* **What you will do**
Copy out, unchanged, every line of the entries from the line with "Target: tall glass of milk" through the end, including both ends. Leave the pictures out of your copy.
## START Available records
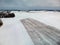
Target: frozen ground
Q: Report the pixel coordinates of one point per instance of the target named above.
(13, 32)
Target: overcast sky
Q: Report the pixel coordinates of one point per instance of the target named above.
(29, 4)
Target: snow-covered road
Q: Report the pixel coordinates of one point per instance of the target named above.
(13, 32)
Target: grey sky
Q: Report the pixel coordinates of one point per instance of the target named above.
(26, 4)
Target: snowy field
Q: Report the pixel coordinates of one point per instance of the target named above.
(13, 32)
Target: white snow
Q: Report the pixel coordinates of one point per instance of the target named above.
(13, 32)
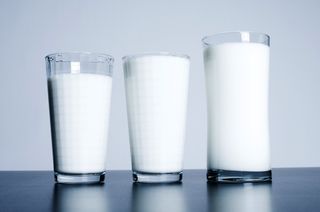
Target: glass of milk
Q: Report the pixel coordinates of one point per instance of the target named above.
(79, 86)
(237, 75)
(156, 93)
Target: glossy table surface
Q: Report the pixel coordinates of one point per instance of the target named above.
(294, 189)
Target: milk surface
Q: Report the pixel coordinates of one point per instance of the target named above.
(237, 96)
(79, 110)
(156, 92)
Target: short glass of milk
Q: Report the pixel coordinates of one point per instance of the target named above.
(79, 86)
(237, 77)
(156, 92)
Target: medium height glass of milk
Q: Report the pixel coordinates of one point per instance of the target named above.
(79, 86)
(156, 92)
(236, 71)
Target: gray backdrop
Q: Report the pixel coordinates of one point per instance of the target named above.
(32, 29)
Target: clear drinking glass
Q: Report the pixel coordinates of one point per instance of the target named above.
(79, 86)
(156, 92)
(237, 75)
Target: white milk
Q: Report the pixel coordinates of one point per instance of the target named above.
(80, 105)
(237, 95)
(156, 91)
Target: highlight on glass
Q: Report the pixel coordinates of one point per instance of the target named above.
(156, 93)
(79, 86)
(237, 81)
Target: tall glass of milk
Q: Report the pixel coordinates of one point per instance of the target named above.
(79, 86)
(237, 74)
(156, 93)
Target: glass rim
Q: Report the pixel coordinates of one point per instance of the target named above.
(52, 56)
(205, 39)
(144, 54)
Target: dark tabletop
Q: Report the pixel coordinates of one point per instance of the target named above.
(292, 190)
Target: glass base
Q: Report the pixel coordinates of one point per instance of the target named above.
(227, 176)
(79, 178)
(144, 177)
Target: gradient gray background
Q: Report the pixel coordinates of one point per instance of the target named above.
(32, 29)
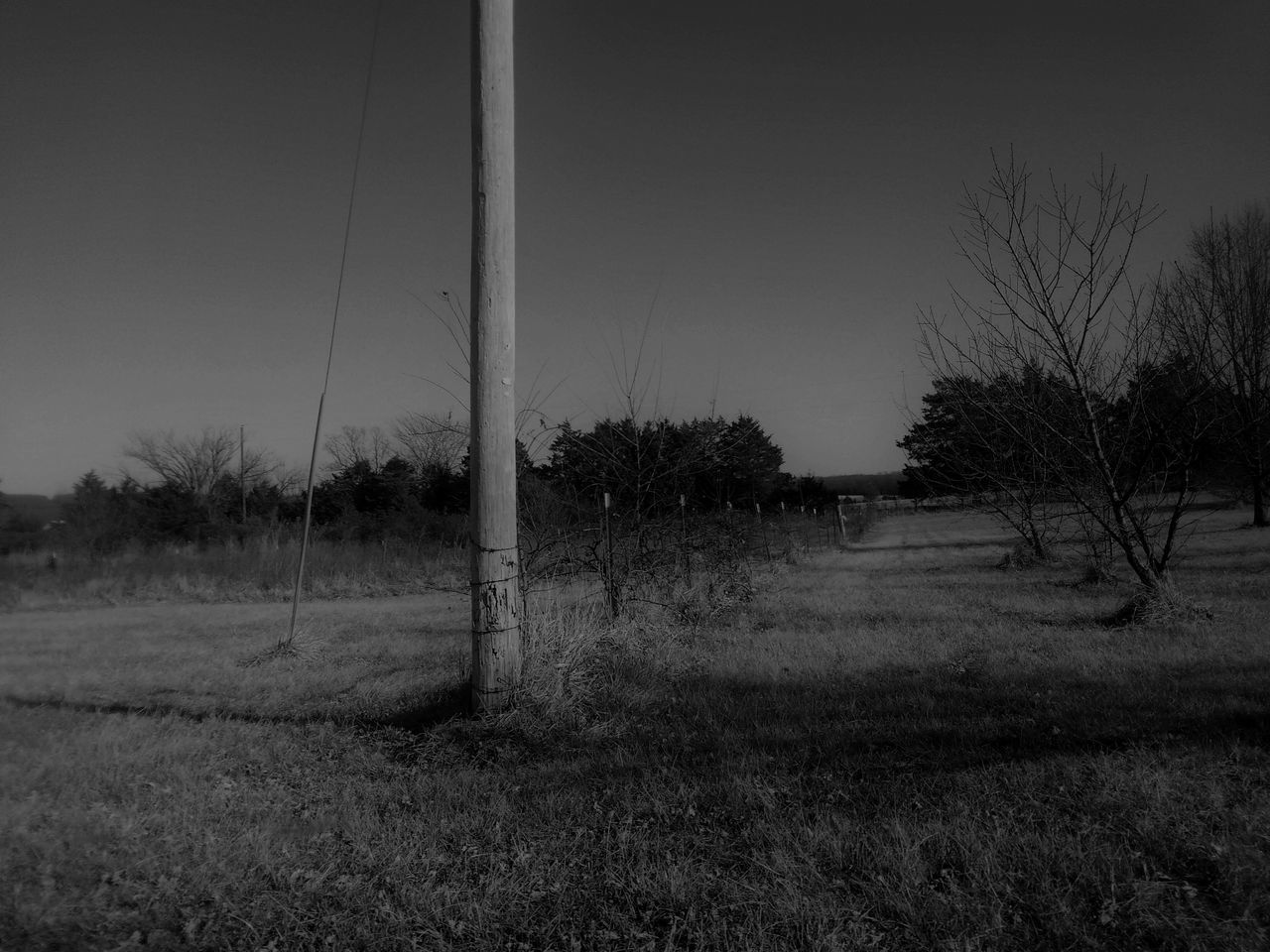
## END Available records
* **Expected output**
Target: tall glass of milk
Q: Report the pixel coordinates of one point per instance of the target named above.
(79, 86)
(237, 74)
(156, 93)
Target: glass rim
Q: Report the pixel coordinates of one point per instance of the target named above.
(52, 56)
(205, 39)
(144, 54)
Target: dark tabletop
Q: Report the pixel coordinates of one point per instance of the target named above.
(292, 190)
Target: glass base
Q: Report the pixel coordinates of one point per instance of the target named above.
(227, 176)
(79, 178)
(144, 177)
Target: gradient gray background
Q: Report the pixel coordinates of one point per instance of the target named above.
(32, 29)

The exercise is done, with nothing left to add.